● **Work to be completed**
Reproduce every line of the records between the lines holding "Batch labeling spec: class = seed head" and "[570,128,682,211]", inclusive, with the text lines left unchanged. Adjust each bounding-box coordinate by -73.

Collection entries:
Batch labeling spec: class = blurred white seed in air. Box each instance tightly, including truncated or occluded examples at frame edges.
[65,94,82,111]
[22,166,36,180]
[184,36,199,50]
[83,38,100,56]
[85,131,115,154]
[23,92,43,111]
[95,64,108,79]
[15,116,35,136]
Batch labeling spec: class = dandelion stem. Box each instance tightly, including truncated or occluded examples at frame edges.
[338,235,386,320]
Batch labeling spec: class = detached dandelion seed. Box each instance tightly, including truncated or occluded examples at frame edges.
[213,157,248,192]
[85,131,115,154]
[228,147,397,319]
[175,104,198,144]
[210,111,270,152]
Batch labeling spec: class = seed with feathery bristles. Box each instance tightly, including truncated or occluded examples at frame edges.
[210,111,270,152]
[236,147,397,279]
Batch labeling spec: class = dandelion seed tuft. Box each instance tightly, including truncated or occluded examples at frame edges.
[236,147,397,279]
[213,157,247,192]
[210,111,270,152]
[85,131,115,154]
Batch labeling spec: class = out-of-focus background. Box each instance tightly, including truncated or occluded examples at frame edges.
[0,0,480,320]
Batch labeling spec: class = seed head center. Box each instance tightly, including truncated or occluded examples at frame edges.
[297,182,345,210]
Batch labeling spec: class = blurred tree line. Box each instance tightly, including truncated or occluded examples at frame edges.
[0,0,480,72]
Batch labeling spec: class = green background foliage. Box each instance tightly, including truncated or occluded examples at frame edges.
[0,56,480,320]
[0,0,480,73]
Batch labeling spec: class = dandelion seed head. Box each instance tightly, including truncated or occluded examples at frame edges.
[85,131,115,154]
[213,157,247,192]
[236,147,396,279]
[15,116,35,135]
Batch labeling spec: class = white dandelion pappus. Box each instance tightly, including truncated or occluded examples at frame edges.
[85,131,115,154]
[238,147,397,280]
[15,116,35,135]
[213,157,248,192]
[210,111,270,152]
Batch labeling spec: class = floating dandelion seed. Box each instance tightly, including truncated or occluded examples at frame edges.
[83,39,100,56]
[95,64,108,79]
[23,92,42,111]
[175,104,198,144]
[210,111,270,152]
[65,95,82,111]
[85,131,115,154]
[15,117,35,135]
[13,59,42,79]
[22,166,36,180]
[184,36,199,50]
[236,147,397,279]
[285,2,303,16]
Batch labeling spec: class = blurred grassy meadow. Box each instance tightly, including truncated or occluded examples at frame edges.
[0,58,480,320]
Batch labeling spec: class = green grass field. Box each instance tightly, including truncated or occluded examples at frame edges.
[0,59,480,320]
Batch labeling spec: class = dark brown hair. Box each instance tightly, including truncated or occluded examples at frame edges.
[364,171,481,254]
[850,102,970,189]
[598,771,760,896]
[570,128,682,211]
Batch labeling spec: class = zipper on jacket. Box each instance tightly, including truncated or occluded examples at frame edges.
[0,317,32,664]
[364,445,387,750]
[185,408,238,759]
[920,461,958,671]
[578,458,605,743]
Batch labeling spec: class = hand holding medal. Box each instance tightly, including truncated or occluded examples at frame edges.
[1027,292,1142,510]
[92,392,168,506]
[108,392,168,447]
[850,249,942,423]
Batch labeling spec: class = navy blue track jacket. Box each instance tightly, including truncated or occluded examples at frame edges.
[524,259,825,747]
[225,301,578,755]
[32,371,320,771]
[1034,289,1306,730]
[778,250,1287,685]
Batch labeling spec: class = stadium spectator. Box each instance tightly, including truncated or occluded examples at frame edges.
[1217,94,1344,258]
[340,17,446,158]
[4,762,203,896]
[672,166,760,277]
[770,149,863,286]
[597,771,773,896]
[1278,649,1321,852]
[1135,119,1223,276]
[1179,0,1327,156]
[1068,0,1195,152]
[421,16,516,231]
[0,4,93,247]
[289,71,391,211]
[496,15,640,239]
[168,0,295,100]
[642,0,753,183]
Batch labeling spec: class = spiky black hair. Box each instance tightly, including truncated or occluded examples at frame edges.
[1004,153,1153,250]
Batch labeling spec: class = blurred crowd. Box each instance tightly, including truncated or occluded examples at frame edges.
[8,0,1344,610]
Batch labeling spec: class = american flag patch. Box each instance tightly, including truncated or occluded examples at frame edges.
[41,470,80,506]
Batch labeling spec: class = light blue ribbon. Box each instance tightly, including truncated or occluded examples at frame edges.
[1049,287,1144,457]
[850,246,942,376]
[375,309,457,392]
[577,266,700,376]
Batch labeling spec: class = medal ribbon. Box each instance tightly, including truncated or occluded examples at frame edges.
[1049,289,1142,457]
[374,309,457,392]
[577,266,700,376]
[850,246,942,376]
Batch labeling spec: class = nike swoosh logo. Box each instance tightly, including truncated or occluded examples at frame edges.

● **Answer to this problem**
Batch labeling spec: class = seed head center. Box each instance tightly, including truncated or occluded examples at frame edges.
[224,109,272,137]
Batch labeling spec: class = blurred tree line. Box each instance tightly, including truncated or occluded examples at frame edges.
[-73,-73,407,-1]
Batch labeling spec: class = green background foliage. Box each instance tightly, including truncated or occluded examples at frame edges.
[-73,-17,407,247]
[-73,-73,407,0]
Batch labeling spec: class = dandelion seed head. Box each instance tightly, including truncated or occluded examples at frame edges.
[12,58,42,81]
[140,84,174,119]
[163,74,323,206]
[-58,43,-38,62]
Batch labeling spec: class = white dandelion pappus. Box each instance tightly, including truncated or occluded examples at frame edges.
[12,58,42,81]
[165,74,324,207]
[-58,43,-38,62]
[140,84,175,119]
[137,38,197,79]
Batch labeling spec: class = floating dandelion seed. Box each instance tightly, including truncated or occluded examples at frame edges.
[10,-34,27,-17]
[22,-9,35,6]
[-50,19,-31,38]
[102,31,125,71]
[137,38,197,79]
[-8,22,9,38]
[12,58,42,81]
[-58,44,-38,62]
[-60,-14,-31,6]
[-51,93,-37,107]
[111,-37,126,-23]
[163,74,324,206]
[212,-71,230,-57]
Batch labeling spec: class = blurred grassy meadow. Box each instance tightly, including truncated or occluded examples at frame edges.
[-73,-15,407,247]
Batch labeling spec: class = green grass field. Box each instance tightly, including truncated or occluded examples at frame edges.
[-73,-14,407,247]
Batch labeling spec: class = dark brown hair. Box each instance tightly, including truncated or occluded examples at frame edges.
[291,98,408,181]
[777,29,897,116]
[525,698,687,823]
[497,55,609,138]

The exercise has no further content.